### PROVIDED PASSAGE
━━━━━━━━

Labour have confirmed that they are a threat to our national security, our economic security and to the security of every family in Britain.

I felt like I’d heard these words before and it gave me an eery feeling. One of my favourite films is The Manchurian Candidate, in which an entire US platoon are brainwashed and when asked to describe the platoon’s commander, automatically respond  “Raymond Shaw is the kindest, bravest, warmest, most wonderful human being I’ve ever known in my life.” Has something similar been done to Tory MPs? See what you think:

“So what do you think of Jeremy Corbyn?”

“Jeremy Corbyn is a threat to our national security, our economic security and to the security of every family in Britain.”

“Er, thanks Minister.”

Michael Fallon has also been afflicted. It’s not too dissimilar to this:

In the film, Raymond Shaw has been brainwashed to become an unwitting assassin. What have they done to Corbyn though? I think we should be told!


Corbyn has already won back nearly one in ten 2015 Tory voters

A poll came out yesterday which was the basis for this story in the Independent “Jeremy Corbyn ‘loses fifth of Labour voters'”. The poll found that 20% of people who voted Labour in 2015 said they were less likely to vote Labour again with Corbyn as leader. So is it fair to say that a fifth of Labour voters have already abandoned the party? Of course not!

The question asked if they would be more or less likely to vote Labour with Corbyn as leader. If you say less though, it doesn’t mean you will change the way you vote, you could just have changed from ‘absolutely will vote for them’ to ‘almost certainly will vote for them’. If the Indy’s headline was fair, then so is mine because 8% of Conservative voters said Corbyn being leader made them more likely to vote Labour. I could also have made the title “Over a third of SNP voters now support Labour”, or “More than a quarter of remaining Lib Dems to vote Labour with Corbyn”. All bollocks of course, but no more so than the Indy’s headline.

━━━━━━━━

### TASK INSTRUCTIONS
In the passage about Jeremy Corbyn, what share of 2015 Conservative voters said Corbyn being leader made them more likely to vote Labour? The material that comes next has no connection to the passage about Jeremy Corbyn.

### DATA EXTRACT

━━━━━━━━

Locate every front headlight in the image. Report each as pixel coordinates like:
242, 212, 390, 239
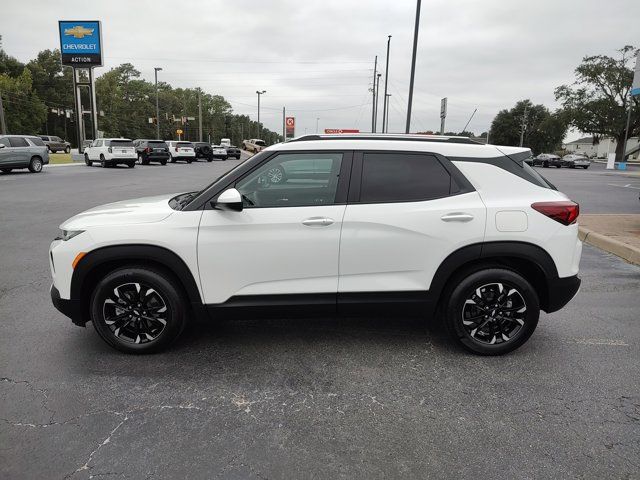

━━━━━━━━

### EXERCISE ANSWER
8%